Data records
+--

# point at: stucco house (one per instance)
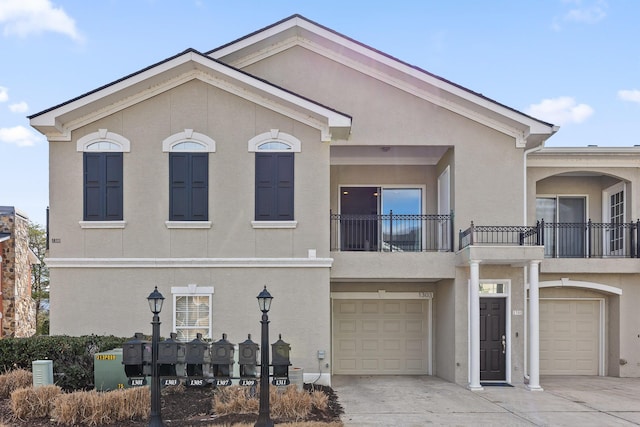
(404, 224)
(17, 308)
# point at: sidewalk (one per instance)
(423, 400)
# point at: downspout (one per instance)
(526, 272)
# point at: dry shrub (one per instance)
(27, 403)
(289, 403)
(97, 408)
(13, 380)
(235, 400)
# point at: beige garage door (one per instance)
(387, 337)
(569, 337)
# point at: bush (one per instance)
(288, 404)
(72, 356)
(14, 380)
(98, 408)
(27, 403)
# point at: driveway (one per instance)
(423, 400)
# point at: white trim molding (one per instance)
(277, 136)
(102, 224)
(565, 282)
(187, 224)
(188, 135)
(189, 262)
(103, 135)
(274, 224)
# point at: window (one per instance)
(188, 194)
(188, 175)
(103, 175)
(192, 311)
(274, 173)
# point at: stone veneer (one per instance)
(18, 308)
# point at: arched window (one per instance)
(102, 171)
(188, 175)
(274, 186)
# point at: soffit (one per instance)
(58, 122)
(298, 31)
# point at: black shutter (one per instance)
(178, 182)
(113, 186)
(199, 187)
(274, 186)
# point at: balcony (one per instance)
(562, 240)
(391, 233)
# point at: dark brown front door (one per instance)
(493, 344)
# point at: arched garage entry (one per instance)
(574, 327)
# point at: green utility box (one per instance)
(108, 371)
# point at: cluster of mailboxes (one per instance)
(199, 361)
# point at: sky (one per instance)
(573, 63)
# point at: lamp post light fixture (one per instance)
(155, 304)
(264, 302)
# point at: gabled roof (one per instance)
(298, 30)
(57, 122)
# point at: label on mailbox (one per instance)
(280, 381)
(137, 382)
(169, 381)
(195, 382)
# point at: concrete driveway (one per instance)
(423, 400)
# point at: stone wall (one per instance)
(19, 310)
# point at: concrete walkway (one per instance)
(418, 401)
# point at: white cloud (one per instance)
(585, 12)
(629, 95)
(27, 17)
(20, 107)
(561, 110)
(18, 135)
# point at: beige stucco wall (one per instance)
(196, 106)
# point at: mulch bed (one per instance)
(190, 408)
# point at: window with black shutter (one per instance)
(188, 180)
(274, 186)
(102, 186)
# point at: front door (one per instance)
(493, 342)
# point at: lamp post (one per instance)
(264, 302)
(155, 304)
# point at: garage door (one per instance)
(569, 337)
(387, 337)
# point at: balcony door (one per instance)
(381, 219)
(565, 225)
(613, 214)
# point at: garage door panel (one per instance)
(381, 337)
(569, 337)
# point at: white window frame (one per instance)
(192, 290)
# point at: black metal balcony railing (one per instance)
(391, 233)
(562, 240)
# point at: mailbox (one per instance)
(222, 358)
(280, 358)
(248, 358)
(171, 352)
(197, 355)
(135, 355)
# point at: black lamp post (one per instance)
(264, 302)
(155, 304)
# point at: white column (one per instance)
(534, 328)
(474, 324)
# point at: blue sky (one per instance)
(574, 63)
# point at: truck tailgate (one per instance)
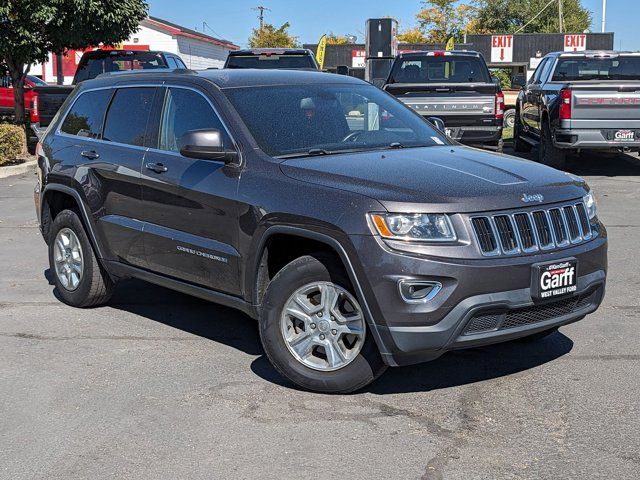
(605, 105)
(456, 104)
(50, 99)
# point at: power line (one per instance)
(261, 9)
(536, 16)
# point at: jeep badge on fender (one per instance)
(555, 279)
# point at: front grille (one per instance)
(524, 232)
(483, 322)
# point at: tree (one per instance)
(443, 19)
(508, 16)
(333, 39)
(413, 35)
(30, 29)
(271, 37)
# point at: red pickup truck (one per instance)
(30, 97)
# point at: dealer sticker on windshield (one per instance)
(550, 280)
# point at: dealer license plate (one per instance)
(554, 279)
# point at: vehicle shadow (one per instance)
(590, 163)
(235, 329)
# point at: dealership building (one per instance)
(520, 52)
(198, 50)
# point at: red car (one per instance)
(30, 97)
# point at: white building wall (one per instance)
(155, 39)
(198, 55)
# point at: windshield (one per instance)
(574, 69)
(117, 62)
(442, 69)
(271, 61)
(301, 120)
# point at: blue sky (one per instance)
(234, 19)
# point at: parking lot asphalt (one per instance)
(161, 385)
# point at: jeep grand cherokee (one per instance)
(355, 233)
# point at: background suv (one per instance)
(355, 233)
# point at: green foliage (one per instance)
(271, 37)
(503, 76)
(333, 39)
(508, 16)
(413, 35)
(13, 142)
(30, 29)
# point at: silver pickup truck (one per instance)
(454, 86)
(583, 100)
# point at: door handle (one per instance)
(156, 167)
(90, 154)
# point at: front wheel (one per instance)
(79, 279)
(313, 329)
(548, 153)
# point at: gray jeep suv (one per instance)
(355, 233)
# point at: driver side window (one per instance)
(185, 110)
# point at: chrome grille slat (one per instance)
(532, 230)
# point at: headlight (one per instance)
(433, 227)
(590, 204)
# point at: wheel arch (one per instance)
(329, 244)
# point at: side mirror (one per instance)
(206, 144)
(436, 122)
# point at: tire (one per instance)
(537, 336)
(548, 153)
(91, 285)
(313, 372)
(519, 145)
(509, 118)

+--

- What is required: Edit the material from the line holding "# point at: green foliage (one per instance)" through the end of the material, both included, putting "headlamp" in place of "headlight" and leaving everything else unchanged.

- Expected answer:
# point at: green foliage (one per instance)
(271, 37)
(503, 76)
(333, 39)
(508, 16)
(413, 35)
(13, 142)
(30, 29)
# point at: silver pickup truck (one per instance)
(454, 86)
(583, 100)
# point at: door handle (one per instance)
(156, 167)
(90, 154)
# point at: front wheel (one per instance)
(79, 279)
(313, 329)
(548, 153)
# point at: gray jeep suv (one per instance)
(355, 233)
# point at: driver side window (one per instance)
(185, 110)
# point at: chrome grille slat (one per instance)
(532, 230)
# point at: headlamp (one per instance)
(433, 227)
(590, 204)
# point at: wheel arch (one per instance)
(329, 244)
# point at: side mirror (one per instance)
(206, 144)
(436, 122)
# point at: tire (one per instance)
(537, 336)
(548, 153)
(91, 285)
(313, 372)
(519, 145)
(509, 118)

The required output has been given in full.